> Required work
If a line of the data below holds the string "white", copy it.

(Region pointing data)
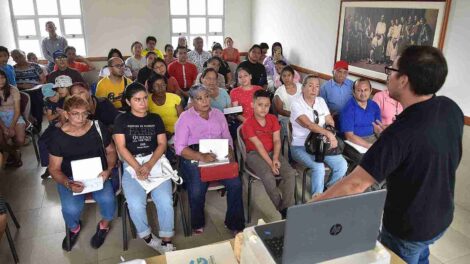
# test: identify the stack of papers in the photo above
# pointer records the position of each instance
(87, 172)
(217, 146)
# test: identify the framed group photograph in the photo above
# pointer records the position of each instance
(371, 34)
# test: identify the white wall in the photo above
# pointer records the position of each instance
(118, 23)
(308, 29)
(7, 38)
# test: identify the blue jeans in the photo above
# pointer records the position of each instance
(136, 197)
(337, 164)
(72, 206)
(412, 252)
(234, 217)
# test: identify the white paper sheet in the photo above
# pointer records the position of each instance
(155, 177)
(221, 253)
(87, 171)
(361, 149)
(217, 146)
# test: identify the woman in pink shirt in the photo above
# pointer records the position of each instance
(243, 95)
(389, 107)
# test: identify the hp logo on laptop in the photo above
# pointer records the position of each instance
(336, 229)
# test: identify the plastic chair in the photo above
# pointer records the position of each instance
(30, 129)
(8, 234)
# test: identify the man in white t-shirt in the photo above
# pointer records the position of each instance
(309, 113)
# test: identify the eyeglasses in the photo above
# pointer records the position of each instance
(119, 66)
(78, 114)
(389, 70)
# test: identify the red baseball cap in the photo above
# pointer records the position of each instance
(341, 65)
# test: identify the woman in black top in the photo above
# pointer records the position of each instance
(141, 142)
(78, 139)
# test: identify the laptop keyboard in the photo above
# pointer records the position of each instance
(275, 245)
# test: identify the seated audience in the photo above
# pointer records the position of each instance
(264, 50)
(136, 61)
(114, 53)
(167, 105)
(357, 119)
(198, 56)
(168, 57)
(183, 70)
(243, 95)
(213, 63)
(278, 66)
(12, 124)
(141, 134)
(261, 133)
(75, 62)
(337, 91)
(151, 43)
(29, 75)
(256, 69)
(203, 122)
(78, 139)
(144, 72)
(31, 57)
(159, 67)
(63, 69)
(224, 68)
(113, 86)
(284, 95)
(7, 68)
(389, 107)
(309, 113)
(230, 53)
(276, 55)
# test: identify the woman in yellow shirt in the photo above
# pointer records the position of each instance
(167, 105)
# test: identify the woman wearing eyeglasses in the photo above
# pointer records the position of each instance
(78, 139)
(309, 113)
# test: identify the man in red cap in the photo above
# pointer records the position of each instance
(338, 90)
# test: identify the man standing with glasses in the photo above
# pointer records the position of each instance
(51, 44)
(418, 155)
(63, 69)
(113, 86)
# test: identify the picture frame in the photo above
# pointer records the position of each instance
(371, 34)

> Solution to the exercise
# test: identify the white wall in the photo above
# test: identify the white paper sheet in the photo above
# test: identify the man in white t-shirt in the photo above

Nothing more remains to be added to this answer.